Working data:
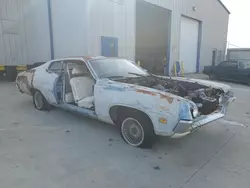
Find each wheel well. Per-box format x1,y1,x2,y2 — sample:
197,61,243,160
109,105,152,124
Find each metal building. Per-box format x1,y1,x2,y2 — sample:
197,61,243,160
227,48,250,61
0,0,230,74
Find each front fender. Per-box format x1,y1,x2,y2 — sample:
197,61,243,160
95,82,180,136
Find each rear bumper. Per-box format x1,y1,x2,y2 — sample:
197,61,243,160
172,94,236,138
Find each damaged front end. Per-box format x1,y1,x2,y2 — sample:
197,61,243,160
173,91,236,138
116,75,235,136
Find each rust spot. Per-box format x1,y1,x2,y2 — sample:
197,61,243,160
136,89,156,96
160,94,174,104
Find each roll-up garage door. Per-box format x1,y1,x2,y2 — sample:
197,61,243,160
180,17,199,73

==

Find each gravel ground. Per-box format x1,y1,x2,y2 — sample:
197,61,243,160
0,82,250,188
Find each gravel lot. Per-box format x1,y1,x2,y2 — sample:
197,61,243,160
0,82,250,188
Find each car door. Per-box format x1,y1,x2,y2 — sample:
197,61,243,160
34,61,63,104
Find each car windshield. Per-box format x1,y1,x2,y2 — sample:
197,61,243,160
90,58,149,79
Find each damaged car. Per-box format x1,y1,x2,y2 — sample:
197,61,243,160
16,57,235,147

--

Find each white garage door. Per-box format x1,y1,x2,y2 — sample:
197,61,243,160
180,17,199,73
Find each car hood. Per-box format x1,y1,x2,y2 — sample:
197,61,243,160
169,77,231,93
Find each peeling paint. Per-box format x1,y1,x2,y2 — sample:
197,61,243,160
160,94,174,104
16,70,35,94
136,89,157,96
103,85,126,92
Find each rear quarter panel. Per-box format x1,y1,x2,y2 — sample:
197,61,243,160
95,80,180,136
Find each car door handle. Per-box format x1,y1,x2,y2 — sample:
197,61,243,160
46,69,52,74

Objective:
Rewrite the stretch from the line containing "Find each gravel ground." through the line containing "16,57,235,147", replacing "sample" with "example" and changing nothing else. Give only those lines.

Solution for this exercise:
Find each gravel ground. Per-box format x1,y1,x2,y2 — example:
197,61,243,160
0,82,250,188
Find each gravel lot. Per-box format x1,y1,x2,y2 — example:
197,61,243,160
0,82,250,188
Find each car door. Per-box format x1,y1,x2,y2 — example:
197,61,243,160
34,61,63,104
Find each car windshield. Per-box format x1,y1,x2,y2 — example:
197,61,243,160
90,58,149,79
Find each damaged car. Per-box format x1,y1,x2,y2 — example:
197,61,243,160
16,57,235,147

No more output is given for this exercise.